What the task asks: Copy out the lines below that hold the word "beige".

Dataset entries
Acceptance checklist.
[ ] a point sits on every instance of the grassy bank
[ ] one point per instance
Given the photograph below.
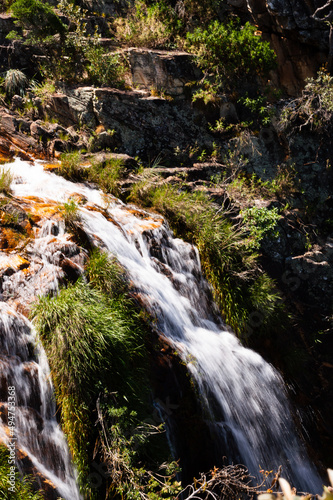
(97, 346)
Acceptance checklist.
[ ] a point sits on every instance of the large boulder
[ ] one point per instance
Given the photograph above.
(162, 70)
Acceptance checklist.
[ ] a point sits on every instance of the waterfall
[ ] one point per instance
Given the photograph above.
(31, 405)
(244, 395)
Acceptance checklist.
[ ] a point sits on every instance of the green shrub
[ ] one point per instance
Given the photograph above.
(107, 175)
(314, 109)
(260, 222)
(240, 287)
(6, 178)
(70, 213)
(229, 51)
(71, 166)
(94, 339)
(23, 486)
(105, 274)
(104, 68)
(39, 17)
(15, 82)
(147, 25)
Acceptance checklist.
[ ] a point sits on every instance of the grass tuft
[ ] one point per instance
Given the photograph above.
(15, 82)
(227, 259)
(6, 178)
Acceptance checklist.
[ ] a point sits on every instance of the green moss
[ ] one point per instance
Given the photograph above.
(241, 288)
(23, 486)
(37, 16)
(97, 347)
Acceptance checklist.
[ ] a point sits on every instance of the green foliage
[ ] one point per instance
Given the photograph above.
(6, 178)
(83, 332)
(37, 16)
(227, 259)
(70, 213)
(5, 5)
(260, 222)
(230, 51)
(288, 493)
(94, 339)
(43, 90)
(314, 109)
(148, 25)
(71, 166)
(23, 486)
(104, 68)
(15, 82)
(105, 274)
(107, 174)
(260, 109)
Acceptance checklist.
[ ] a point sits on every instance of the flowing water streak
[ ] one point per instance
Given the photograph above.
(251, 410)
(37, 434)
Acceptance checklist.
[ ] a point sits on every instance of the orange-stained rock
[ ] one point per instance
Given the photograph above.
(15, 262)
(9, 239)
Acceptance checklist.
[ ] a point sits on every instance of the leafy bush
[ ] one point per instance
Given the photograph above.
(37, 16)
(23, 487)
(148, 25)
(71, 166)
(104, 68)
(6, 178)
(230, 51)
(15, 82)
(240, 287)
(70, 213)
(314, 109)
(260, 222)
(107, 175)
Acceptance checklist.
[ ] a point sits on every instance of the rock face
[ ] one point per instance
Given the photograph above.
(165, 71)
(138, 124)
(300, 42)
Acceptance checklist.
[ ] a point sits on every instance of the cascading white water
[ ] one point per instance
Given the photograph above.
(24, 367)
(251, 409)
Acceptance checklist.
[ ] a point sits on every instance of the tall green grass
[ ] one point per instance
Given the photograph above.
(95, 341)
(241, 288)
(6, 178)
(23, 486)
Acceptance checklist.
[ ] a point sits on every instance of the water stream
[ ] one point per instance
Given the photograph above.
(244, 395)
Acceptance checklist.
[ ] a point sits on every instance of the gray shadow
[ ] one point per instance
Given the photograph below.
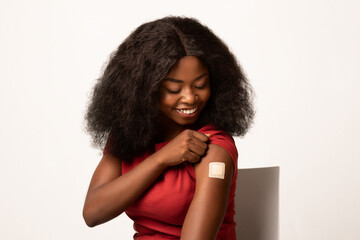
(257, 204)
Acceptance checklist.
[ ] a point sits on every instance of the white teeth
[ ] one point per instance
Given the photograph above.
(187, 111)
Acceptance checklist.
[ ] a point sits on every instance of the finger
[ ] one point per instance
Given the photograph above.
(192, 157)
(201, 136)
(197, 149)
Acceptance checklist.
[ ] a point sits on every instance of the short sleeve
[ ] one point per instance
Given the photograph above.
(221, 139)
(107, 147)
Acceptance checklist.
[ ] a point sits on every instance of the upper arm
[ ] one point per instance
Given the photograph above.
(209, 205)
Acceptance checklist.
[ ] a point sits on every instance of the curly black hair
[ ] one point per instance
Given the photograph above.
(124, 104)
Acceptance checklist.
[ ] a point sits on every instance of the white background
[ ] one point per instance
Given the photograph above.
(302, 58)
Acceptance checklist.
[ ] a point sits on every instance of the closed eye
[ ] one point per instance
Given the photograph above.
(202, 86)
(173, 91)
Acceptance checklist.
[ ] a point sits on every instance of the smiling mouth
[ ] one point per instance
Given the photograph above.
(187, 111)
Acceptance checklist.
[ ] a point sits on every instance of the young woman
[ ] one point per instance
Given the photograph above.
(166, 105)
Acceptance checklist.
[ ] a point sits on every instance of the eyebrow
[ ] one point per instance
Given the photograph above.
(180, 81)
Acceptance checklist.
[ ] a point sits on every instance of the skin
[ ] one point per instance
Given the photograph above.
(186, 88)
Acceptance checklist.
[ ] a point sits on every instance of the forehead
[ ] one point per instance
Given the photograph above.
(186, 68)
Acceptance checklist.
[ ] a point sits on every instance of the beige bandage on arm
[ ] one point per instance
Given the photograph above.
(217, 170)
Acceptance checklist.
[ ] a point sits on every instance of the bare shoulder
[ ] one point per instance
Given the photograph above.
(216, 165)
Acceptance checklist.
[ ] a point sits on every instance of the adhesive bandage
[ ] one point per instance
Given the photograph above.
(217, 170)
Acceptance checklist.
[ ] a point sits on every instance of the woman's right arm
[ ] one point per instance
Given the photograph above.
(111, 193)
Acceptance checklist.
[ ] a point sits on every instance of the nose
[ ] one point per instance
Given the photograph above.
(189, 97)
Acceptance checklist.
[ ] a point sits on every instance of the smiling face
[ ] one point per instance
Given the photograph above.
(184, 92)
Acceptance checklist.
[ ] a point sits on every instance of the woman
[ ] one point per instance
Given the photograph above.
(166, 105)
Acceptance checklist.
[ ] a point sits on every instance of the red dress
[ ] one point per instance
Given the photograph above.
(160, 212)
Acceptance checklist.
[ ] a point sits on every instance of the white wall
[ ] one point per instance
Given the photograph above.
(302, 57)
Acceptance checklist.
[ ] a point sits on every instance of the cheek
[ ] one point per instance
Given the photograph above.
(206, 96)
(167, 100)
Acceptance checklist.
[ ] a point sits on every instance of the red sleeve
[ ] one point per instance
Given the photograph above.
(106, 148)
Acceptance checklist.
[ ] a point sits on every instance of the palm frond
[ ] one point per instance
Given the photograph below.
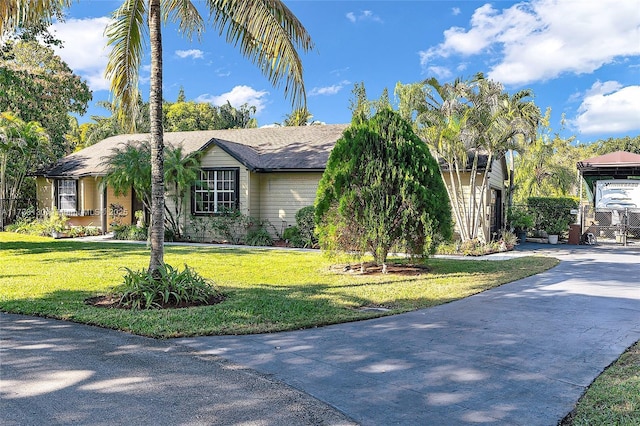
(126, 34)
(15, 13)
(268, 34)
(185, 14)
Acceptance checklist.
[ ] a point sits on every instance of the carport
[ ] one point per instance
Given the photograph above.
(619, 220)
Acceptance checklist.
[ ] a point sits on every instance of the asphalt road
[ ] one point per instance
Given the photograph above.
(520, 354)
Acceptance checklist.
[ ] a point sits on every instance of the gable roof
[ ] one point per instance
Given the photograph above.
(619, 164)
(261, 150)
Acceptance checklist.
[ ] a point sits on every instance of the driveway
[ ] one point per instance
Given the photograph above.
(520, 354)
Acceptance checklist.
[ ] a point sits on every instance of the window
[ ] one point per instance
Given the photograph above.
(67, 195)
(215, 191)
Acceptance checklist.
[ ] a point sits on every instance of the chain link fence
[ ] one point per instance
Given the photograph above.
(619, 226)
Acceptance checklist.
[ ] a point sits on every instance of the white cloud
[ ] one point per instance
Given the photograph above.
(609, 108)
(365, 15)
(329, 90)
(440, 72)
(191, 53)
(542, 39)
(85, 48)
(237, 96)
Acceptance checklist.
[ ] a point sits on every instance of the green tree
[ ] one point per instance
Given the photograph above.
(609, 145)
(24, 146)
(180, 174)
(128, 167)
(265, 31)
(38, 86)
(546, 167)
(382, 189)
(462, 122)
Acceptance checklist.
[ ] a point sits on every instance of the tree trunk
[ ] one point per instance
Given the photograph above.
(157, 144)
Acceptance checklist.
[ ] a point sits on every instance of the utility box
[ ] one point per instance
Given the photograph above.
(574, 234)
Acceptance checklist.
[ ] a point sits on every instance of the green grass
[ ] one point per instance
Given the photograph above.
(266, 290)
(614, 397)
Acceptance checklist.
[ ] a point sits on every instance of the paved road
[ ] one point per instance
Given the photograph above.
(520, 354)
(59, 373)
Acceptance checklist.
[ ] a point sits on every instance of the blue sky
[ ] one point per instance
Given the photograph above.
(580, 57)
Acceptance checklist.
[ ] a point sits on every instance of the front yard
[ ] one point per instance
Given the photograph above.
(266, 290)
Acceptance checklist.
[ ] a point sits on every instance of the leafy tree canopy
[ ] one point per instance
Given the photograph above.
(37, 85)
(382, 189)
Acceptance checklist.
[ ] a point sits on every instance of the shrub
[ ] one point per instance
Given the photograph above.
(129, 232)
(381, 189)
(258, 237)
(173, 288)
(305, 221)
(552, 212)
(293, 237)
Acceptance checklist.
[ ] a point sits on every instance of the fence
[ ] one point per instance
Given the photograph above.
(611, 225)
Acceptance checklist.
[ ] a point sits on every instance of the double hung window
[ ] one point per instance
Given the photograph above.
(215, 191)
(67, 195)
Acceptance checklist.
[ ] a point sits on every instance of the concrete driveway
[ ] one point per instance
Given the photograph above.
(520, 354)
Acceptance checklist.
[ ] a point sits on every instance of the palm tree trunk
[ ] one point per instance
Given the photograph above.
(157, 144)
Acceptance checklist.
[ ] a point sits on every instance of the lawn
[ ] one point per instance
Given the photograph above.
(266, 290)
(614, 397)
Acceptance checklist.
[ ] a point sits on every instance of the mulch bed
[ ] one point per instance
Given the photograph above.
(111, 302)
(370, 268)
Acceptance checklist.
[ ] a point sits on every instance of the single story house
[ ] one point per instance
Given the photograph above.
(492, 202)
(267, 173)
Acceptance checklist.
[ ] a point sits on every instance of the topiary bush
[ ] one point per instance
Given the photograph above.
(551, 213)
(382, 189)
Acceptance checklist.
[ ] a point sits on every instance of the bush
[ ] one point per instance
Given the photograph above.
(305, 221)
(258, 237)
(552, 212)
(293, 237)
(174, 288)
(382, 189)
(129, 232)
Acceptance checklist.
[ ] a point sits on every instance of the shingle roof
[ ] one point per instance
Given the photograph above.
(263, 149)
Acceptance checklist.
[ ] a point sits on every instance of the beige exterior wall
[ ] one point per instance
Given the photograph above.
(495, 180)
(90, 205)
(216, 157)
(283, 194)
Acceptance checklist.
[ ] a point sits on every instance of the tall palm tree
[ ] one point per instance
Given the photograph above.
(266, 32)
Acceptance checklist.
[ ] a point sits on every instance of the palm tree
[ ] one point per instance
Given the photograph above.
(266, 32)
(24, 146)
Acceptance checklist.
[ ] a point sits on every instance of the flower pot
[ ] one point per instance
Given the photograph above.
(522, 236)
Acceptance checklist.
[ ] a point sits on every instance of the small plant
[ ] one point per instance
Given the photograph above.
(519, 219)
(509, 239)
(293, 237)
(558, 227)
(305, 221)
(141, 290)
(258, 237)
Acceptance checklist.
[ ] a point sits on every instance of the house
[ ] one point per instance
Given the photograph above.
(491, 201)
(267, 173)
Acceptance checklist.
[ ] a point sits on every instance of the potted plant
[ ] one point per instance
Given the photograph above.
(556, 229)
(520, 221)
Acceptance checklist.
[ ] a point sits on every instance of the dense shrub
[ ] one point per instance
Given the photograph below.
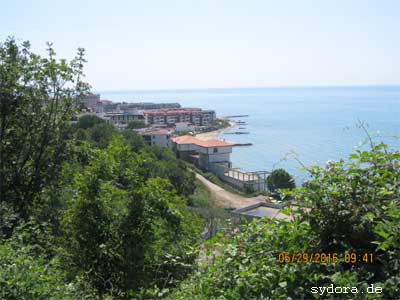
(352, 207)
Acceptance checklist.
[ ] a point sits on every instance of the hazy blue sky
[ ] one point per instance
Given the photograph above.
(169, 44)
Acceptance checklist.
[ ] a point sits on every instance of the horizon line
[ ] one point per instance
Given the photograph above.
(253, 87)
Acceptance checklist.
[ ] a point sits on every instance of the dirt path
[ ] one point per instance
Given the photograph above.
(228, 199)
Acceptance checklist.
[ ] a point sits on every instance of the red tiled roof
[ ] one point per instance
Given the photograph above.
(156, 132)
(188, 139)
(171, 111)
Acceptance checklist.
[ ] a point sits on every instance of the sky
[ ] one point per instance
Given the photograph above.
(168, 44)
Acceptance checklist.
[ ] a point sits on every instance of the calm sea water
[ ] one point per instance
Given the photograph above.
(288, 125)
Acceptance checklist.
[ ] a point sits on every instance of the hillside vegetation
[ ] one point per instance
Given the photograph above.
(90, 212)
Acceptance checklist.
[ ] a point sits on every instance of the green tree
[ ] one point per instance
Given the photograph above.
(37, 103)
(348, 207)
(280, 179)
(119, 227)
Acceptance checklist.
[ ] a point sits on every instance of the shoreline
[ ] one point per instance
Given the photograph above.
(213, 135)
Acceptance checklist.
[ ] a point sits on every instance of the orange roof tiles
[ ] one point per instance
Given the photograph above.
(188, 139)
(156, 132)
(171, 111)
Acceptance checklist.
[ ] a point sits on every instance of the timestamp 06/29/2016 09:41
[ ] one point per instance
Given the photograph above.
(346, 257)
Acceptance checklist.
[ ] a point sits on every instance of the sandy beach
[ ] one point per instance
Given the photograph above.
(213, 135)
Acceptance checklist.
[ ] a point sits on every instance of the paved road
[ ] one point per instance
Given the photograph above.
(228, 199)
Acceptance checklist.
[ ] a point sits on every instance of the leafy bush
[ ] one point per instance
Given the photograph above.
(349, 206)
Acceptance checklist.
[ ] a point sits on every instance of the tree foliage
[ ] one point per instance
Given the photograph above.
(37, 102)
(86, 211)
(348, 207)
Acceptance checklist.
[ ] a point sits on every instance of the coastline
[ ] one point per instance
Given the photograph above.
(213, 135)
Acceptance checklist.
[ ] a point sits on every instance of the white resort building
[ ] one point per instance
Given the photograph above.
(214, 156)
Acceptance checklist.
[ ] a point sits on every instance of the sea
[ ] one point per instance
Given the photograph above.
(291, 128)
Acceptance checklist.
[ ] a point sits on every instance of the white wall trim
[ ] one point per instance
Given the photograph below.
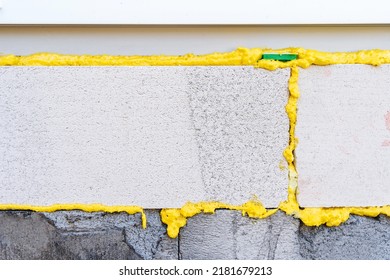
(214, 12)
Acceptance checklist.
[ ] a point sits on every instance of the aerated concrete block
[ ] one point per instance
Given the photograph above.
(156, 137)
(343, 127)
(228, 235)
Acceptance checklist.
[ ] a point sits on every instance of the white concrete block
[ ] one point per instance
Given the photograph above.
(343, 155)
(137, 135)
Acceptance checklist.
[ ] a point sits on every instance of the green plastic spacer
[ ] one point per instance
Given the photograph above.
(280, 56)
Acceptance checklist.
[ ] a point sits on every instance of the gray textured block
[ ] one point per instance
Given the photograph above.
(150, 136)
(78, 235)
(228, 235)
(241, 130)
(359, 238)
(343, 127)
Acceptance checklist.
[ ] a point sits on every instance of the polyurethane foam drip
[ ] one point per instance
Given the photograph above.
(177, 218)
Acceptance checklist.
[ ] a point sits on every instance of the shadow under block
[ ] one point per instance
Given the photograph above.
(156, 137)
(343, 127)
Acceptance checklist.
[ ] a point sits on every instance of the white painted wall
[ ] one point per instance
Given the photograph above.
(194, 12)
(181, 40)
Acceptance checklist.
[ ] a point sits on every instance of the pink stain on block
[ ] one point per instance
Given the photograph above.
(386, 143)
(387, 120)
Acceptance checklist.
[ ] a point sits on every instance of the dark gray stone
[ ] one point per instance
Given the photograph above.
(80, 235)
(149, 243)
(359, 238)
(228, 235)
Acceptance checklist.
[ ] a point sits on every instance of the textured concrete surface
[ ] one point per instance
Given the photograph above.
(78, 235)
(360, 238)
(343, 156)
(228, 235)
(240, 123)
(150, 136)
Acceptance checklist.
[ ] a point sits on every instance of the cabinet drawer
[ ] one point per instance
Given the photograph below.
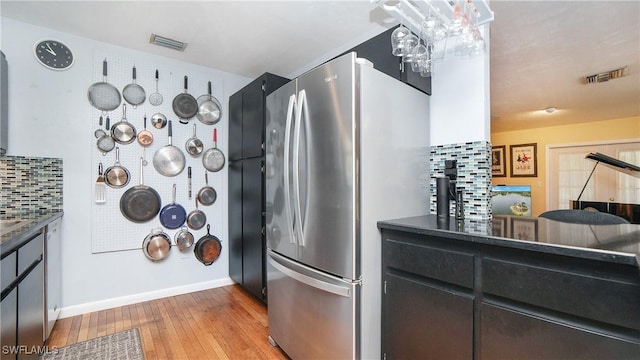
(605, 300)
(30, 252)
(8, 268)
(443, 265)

Answer to this problem:
[ ] a point sits on every instance of the beige bandage on arm
[ ] a point sits on every instance of the beige exterior wall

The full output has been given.